Raw records:
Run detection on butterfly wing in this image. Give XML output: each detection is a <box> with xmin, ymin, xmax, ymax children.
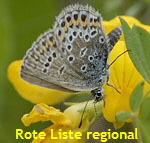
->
<box><xmin>21</xmin><ymin>4</ymin><xmax>122</xmax><ymax>92</ymax></box>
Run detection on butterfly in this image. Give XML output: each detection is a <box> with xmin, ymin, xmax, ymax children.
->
<box><xmin>20</xmin><ymin>4</ymin><xmax>122</xmax><ymax>102</ymax></box>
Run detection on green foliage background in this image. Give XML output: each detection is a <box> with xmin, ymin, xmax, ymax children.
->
<box><xmin>0</xmin><ymin>0</ymin><xmax>150</xmax><ymax>143</ymax></box>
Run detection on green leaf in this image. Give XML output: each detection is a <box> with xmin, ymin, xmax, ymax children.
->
<box><xmin>130</xmin><ymin>82</ymin><xmax>143</xmax><ymax>112</ymax></box>
<box><xmin>120</xmin><ymin>18</ymin><xmax>150</xmax><ymax>83</ymax></box>
<box><xmin>138</xmin><ymin>97</ymin><xmax>150</xmax><ymax>143</ymax></box>
<box><xmin>116</xmin><ymin>111</ymin><xmax>132</xmax><ymax>122</ymax></box>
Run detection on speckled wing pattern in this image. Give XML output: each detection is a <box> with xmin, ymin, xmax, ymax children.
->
<box><xmin>20</xmin><ymin>4</ymin><xmax>121</xmax><ymax>92</ymax></box>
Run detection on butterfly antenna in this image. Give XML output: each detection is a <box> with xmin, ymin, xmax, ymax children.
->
<box><xmin>94</xmin><ymin>102</ymin><xmax>104</xmax><ymax>132</ymax></box>
<box><xmin>78</xmin><ymin>95</ymin><xmax>92</xmax><ymax>128</ymax></box>
<box><xmin>107</xmin><ymin>50</ymin><xmax>130</xmax><ymax>69</ymax></box>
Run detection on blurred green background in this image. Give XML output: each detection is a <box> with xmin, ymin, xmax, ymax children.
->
<box><xmin>0</xmin><ymin>0</ymin><xmax>150</xmax><ymax>143</ymax></box>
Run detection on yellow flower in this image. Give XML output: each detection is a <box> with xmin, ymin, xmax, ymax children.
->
<box><xmin>22</xmin><ymin>101</ymin><xmax>102</xmax><ymax>143</ymax></box>
<box><xmin>8</xmin><ymin>16</ymin><xmax>150</xmax><ymax>130</ymax></box>
<box><xmin>103</xmin><ymin>16</ymin><xmax>150</xmax><ymax>128</ymax></box>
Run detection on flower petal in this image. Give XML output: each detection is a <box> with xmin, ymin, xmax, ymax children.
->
<box><xmin>21</xmin><ymin>103</ymin><xmax>71</xmax><ymax>126</ymax></box>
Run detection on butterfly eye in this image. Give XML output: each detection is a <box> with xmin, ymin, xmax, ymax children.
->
<box><xmin>99</xmin><ymin>36</ymin><xmax>104</xmax><ymax>44</ymax></box>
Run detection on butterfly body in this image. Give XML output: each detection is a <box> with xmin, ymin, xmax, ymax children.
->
<box><xmin>21</xmin><ymin>4</ymin><xmax>122</xmax><ymax>100</ymax></box>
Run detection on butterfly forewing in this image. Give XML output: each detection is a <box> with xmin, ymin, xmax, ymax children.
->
<box><xmin>21</xmin><ymin>4</ymin><xmax>120</xmax><ymax>92</ymax></box>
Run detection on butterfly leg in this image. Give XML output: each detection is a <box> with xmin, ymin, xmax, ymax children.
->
<box><xmin>106</xmin><ymin>76</ymin><xmax>121</xmax><ymax>93</ymax></box>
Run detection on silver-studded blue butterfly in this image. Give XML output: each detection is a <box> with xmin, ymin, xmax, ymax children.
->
<box><xmin>21</xmin><ymin>4</ymin><xmax>122</xmax><ymax>103</ymax></box>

Work instructions: Please render every line of the items above as a Markdown table with two columns, Row for the row number and Line for the line itself, skipping blank lines. Leave the pictures out of the answer.

Solution to the problem:
| Row | Line |
|---|---|
| 1 | Run detection on butterfly wing in this image. Give XML output: each detection is a <box> with xmin, ymin, xmax, ymax children. |
| 2 | -> |
| 3 | <box><xmin>21</xmin><ymin>4</ymin><xmax>122</xmax><ymax>92</ymax></box> |
| 4 | Run detection on butterfly in this image. Give XML output: each detection is a <box> with xmin, ymin, xmax, ymax children. |
| 5 | -> |
| 6 | <box><xmin>20</xmin><ymin>4</ymin><xmax>122</xmax><ymax>102</ymax></box> |
| 7 | Run detection on green foliage background in this image. Give XML output: each detection is a <box> with xmin, ymin, xmax, ymax children. |
| 8 | -> |
| 9 | <box><xmin>0</xmin><ymin>0</ymin><xmax>150</xmax><ymax>143</ymax></box> |
| 10 | Run detection on green leaf in this image. Give XML output: each detection is a <box> with xmin, ymin, xmax, ymax children. |
| 11 | -> |
| 12 | <box><xmin>130</xmin><ymin>82</ymin><xmax>143</xmax><ymax>112</ymax></box> |
| 13 | <box><xmin>120</xmin><ymin>18</ymin><xmax>150</xmax><ymax>83</ymax></box> |
| 14 | <box><xmin>138</xmin><ymin>97</ymin><xmax>150</xmax><ymax>143</ymax></box> |
| 15 | <box><xmin>116</xmin><ymin>111</ymin><xmax>132</xmax><ymax>122</ymax></box> |
| 16 | Run detection on speckled wing pattern in this image. Give XML output: each detection is a <box> with xmin, ymin, xmax, ymax children. |
| 17 | -> |
| 18 | <box><xmin>20</xmin><ymin>4</ymin><xmax>121</xmax><ymax>92</ymax></box> |
| 19 | Run detection on butterfly antenna in this image. Give XML output: each detection is a <box> with xmin, ymin, xmax, ymax children. |
| 20 | -> |
| 21 | <box><xmin>94</xmin><ymin>102</ymin><xmax>104</xmax><ymax>132</ymax></box> |
| 22 | <box><xmin>78</xmin><ymin>95</ymin><xmax>92</xmax><ymax>128</ymax></box> |
| 23 | <box><xmin>107</xmin><ymin>50</ymin><xmax>130</xmax><ymax>69</ymax></box> |
| 24 | Run detection on blurred green background in this image. Give XML output: each detection is a <box> with xmin, ymin, xmax, ymax children. |
| 25 | -> |
| 26 | <box><xmin>0</xmin><ymin>0</ymin><xmax>150</xmax><ymax>143</ymax></box> |
| 27 | Run detection on yellow flower in this image. Give XML output: each detection is a <box> with xmin, ymin, xmax, ymax children. |
| 28 | -> |
| 29 | <box><xmin>22</xmin><ymin>101</ymin><xmax>102</xmax><ymax>143</ymax></box> |
| 30 | <box><xmin>8</xmin><ymin>16</ymin><xmax>150</xmax><ymax>130</ymax></box> |
| 31 | <box><xmin>103</xmin><ymin>16</ymin><xmax>150</xmax><ymax>128</ymax></box> |
| 32 | Run detection on flower petal in this image. Give XML output: each detection is a <box> with xmin, ymin, xmax, ymax children. |
| 33 | -> |
| 34 | <box><xmin>21</xmin><ymin>103</ymin><xmax>71</xmax><ymax>126</ymax></box> |
| 35 | Run detection on butterfly eye in this image. Give XML output: each detection is a <box> with xmin, ymin, xmax, ymax children. |
| 36 | -> |
| 37 | <box><xmin>99</xmin><ymin>36</ymin><xmax>104</xmax><ymax>44</ymax></box> |
| 38 | Run detection on butterfly body in this image. Give XML output: each detection is a <box> with xmin, ymin, xmax, ymax children. |
| 39 | -> |
| 40 | <box><xmin>21</xmin><ymin>4</ymin><xmax>122</xmax><ymax>100</ymax></box> |
| 41 | Run detection on butterfly forewing in this image. Give XML output: each detection is a <box> with xmin, ymin, xmax, ymax children. |
| 42 | -> |
| 43 | <box><xmin>21</xmin><ymin>4</ymin><xmax>120</xmax><ymax>92</ymax></box> |
| 44 | Run detection on butterfly leg in this image. Give XML output: each detection is a <box> with xmin, ymin, xmax, ymax children. |
| 45 | -> |
| 46 | <box><xmin>106</xmin><ymin>76</ymin><xmax>121</xmax><ymax>93</ymax></box> |
| 47 | Run detection on silver-studded blue butterfly in this image. Give XML output: each detection is a <box> with xmin, ymin, xmax, ymax children. |
| 48 | -> |
| 49 | <box><xmin>21</xmin><ymin>4</ymin><xmax>122</xmax><ymax>103</ymax></box> |